[Extracted information — start]

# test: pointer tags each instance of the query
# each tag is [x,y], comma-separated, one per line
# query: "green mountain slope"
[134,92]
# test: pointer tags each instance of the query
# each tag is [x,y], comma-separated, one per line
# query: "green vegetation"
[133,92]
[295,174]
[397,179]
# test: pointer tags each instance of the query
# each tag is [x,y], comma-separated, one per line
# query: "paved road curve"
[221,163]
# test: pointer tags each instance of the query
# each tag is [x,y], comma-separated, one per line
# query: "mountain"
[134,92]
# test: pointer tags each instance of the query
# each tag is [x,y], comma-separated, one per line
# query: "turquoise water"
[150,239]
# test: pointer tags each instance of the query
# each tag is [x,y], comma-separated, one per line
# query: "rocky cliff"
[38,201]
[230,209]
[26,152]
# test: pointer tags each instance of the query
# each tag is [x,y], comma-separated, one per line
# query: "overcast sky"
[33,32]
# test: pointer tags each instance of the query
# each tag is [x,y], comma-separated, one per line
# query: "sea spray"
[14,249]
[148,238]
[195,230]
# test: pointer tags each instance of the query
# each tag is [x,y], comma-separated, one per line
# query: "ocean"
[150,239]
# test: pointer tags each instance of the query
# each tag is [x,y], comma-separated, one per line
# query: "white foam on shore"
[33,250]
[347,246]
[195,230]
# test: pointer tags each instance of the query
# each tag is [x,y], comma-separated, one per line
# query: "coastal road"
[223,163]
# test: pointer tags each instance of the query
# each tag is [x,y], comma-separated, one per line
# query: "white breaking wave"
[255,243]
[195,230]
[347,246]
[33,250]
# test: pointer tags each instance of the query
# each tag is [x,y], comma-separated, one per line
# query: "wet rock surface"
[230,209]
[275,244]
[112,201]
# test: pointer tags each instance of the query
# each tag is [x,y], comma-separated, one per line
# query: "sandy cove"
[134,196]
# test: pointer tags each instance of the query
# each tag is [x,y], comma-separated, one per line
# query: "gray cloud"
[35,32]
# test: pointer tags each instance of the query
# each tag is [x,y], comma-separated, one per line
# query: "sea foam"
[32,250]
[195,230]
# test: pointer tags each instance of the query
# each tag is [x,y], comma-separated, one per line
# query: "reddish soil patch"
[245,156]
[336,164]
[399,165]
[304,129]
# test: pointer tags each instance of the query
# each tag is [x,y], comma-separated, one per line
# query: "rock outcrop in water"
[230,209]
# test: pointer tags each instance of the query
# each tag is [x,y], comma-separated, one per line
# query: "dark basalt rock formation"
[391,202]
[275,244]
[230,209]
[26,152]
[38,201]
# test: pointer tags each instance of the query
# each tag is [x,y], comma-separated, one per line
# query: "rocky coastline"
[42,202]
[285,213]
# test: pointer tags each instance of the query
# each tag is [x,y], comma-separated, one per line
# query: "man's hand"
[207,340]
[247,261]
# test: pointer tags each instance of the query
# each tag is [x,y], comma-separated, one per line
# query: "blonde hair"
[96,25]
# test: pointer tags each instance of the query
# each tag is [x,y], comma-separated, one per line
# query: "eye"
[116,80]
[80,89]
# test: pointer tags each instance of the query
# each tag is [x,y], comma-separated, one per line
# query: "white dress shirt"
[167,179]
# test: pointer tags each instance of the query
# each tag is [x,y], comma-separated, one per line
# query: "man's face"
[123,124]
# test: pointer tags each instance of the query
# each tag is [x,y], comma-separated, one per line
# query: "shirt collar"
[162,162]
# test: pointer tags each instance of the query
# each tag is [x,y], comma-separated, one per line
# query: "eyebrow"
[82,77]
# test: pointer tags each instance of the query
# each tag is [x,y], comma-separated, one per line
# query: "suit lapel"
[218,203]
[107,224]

[Extracted information — finish]

> _What the task requires_
Return the whole of the data, character for character.

> _Completed task_
# test: pointer tags each instance of the query
# each tag is [x,y], comma-separated, one per line
# query: "green mountain slope"
[134,92]
# test: pointer tags each instance of the query
# each tag is [x,y], comma-separated, one per line
# query: "green vegetation"
[133,92]
[295,174]
[397,179]
# test: pointer tags each instance of the query
# each tag is [x,y], comma-separated, one per line
# query: "paved road curve"
[221,163]
# test: pointer tags each instance of the query
# each tag is [x,y], comma-separated, one per line
# query: "mountain"
[134,92]
# test: pointer tags each instance of the query
# each tag is [x,y], comma-separated, one per line
# query: "turquoise water"
[150,239]
# test: pointer tags each instance of the query
# each tag is [x,y], comma-separated, one per line
# query: "rocky cliff"
[38,201]
[230,209]
[26,152]
# test: pointer tags each instance of the query
# each tag is [x,y], comma-separated, one per line
# query: "overcast sky"
[33,32]
# test: pointer tags each instance of the query
# each tag is [x,y], comma-separated, one per line
# query: "sea spray"
[14,249]
[148,238]
[195,230]
# test: pointer tags each instance of the query
# each tag is [x,y], comma-separated, one per line
# query: "ocean"
[150,239]
# test: pointer tags each instance of the query
# each tag is [x,y], comma-separated, one per line
# query: "white foam on shore"
[33,250]
[347,246]
[195,230]
# test: pointer tags each instance of the query
# each tag is [x,y], comma-separated, one per line
# query: "coastal road"
[223,163]
# test: pointer tags each instance of the query
# each tag is [x,y], comma-separated, one per line
# query: "white breaking wave"
[255,243]
[195,230]
[347,246]
[33,250]
# test: pointer tags each instance of the query
# each tag is [x,y], comma-separated, one per line
# query: "wet rock surface"
[230,209]
[275,244]
[112,201]
# test: pointer tags each instance of the query
# each tag is [x,y], comma-separated, one per line
# query: "sandy cove"
[134,196]
# test: pointer tags each instance of the query
# each tag is [x,y], comma-separated, one per line
# query: "gray cloud"
[35,32]
# test: pointer tags each instance of the query
# each tag is [x,y], comma-separated, one per line
# query: "sea foam"
[32,250]
[195,230]
# test: pointer tags each instance of the query
# each tag is [x,y], comma-separated, one per line
# query: "reddish soil patch"
[245,156]
[336,164]
[399,165]
[304,129]
# test: pointer tags each instance of the query
# each tag is [x,y], comma-separated, one per line
# query: "rock outcrop in water"
[230,209]
# test: pointer tags each instance of the query
# each tag is [x,y], comma-separated, one per line
# query: "dark basalt rock formation"
[391,202]
[275,244]
[230,209]
[26,152]
[38,201]
# test: pointer tags each instance of the query
# each tag is [x,y], comma-separated, one per line
# query: "rocky coastline"
[42,202]
[285,213]
# test: pointer tags each instance of the query
# each tag is [x,y], comma-separated, one per line
# query: "man's hand"
[207,340]
[247,261]
# test: pointer tags each instance of the query
# each tag is [x,y], comma-separated, one per line
# query: "blonde hair"
[96,25]
# test: pointer tags each instance of the query
# each tag is [x,y], comma-separated, one per line
# query: "eye"
[116,80]
[80,89]
# test: pointer tags each instance of the query
# each tag is [x,y], comma-separated, one per line
# query: "white dress shirt"
[167,179]
# test: pointer tags each instance of the query
# each tag is [x,y], comma-separated, one per line
# query: "man's face"
[123,124]
# test: pointer tags each instance of the query
# each tag is [x,y], comma-separated, one per line
# query: "shirt collar"
[162,162]
# test: pointer tags each instance of the query
# each tag is [x,y], comma-separated, one per line
# query: "eyebrow"
[82,77]
# test: pointer tags each instance of the query
# each tag is [x,y], comma-separated, one per line
# query: "suit lapel"
[218,203]
[107,224]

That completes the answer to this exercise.